> [DATA SHOWN]:
━━━━━━━━━━━━━━━━━━━━━━━━━━━━━━

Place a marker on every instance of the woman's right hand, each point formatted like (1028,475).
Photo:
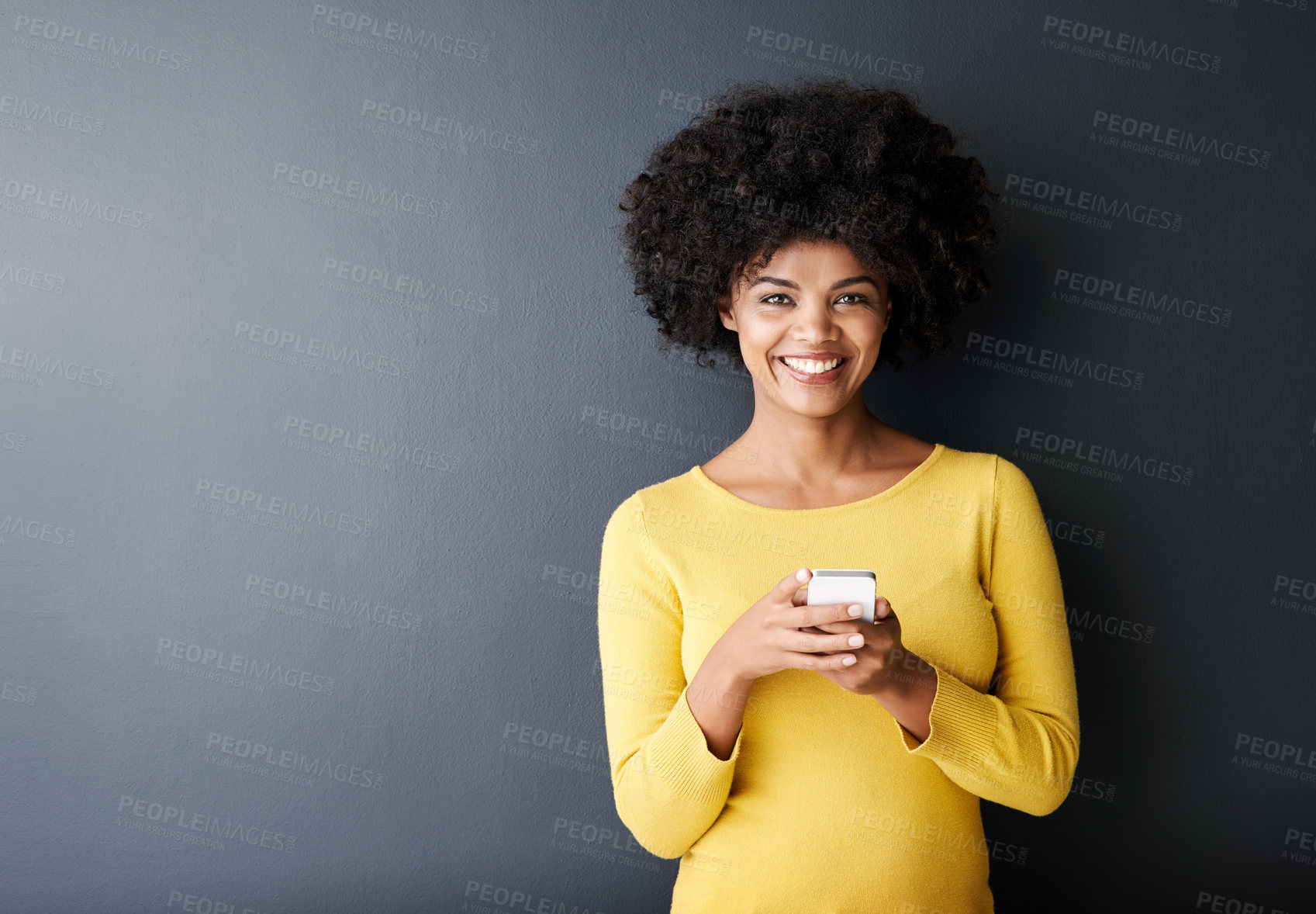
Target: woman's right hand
(768,638)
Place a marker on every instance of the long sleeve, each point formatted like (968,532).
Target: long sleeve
(668,787)
(1017,747)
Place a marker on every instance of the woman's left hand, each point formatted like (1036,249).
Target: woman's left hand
(872,673)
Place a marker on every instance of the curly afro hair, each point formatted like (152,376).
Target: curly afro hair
(766,165)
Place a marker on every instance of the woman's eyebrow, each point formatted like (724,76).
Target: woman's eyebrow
(787,283)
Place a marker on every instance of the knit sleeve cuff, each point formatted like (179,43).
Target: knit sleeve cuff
(964,725)
(679,755)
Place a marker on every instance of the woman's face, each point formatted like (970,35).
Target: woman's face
(817,302)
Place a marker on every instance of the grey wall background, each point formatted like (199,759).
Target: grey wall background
(311,421)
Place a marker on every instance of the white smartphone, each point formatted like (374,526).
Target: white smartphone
(844,585)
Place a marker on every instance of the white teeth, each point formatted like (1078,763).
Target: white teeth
(810,366)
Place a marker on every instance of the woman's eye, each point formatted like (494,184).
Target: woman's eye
(785,299)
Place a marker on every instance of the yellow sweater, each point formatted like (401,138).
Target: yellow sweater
(827,804)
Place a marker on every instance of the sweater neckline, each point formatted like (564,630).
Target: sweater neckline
(890,491)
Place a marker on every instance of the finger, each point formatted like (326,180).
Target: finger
(825,643)
(838,627)
(790,587)
(820,663)
(834,613)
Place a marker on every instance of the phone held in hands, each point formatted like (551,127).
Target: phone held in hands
(844,585)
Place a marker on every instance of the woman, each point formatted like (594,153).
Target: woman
(796,757)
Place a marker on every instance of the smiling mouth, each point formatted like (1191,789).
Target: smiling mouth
(821,377)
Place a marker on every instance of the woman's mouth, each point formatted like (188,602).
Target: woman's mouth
(806,370)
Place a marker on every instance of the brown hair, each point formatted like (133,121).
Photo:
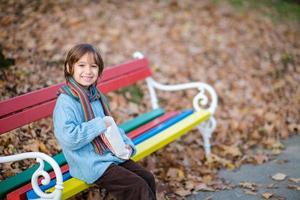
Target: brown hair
(76,53)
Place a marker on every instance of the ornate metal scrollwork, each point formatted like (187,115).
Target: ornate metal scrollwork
(40,157)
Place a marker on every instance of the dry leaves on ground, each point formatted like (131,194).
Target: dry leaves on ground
(251,62)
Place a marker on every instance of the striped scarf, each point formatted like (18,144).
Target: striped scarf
(73,89)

━━━━━━━━━━━━━━━━━━━━━━━━━━━━━━

> [WORK ITEM]: Could you restate every entry above word for word, leaving out the pictures?

> [WRITTEN ANSWER]:
Place a marker on every instance of the woman's right hand, each point formatted like (1028,475).
Photo:
Target: woman's right hand
(768,638)
Place a marker on every instance of the long sleeve, each point formatted like (968,532).
Target: long sleeve
(668,787)
(1017,747)
Place a marker on every instance of the woman's left hand, each point formatted like (1036,249).
Target: woman's left hand
(872,673)
Place a marker on every instance of the curly afro hair, each point formatted like (152,376).
Target: curly afro hair
(766,165)
Place a marker on every instance of the woman's eyebrow, each point formatted like (724,76).
Target: woman's eyebrow
(787,283)
Place a marker on every instance of the knit sleeve cuff, each point formatted like (179,43).
Target: knit sleeve cuff
(964,725)
(679,755)
Place a marker on every instance of the woman's face, each point formatted like (970,35).
Target: woman's face
(817,302)
Place a marker on every instance of the grey wall background, each point formatted like (199,759).
Target: grey wall background
(311,421)
Place a marker on every instance of the white smartphone, each point formatted like (374,526).
Target: white smartphone
(844,585)
Place a marker on every instance of the white teeth, each point formatted like (1078,763).
Target: white teeth
(810,366)
Place a marker on every instance of the woman's eye, each point formatted like (494,184).
Target: woman's eye
(785,299)
Place a marker on every instance of the yellow sweater, each point formatted like (401,138).
Target: yellow sweater
(827,804)
Place a marker on every instance of the sweater neckline, each point formatted like (564,630).
Target: sweater neckline
(890,491)
Place a marker on every instance of the finger, each point formatted like (326,180).
Target: finger
(825,643)
(838,627)
(790,587)
(820,663)
(834,613)
Place a marker on every instance of the phone held in hands, each point formatted like (551,127).
Target: phone held in hands
(844,585)
Place a marker on every instance of the woman, each point formatted like (594,153).
Target: woman
(796,757)
Place a marker on every instance of the smiling mouth, each point formatted like (1191,789).
Target: smiling mouth
(821,377)
Place a marker on every instance of the woman's mouth, each point formatted like (188,602).
Target: woman's mouth
(806,370)
Place a marker on every instance of the brown hair, each point formatted like (133,121).
Photo:
Target: brown hair
(76,53)
Place a marker on every instance of the ornate metal scrollwork, each point formatted like (187,115).
Target: ornate metal scrollwork
(40,157)
Place a marker on every instance of the dry leaves on ground, each point formatted like (131,194).
Target: dry leaves on ground
(251,62)
Place a marker on every instance of the striped scarf, each point formatted like (18,144).
Target: striped scarf
(73,89)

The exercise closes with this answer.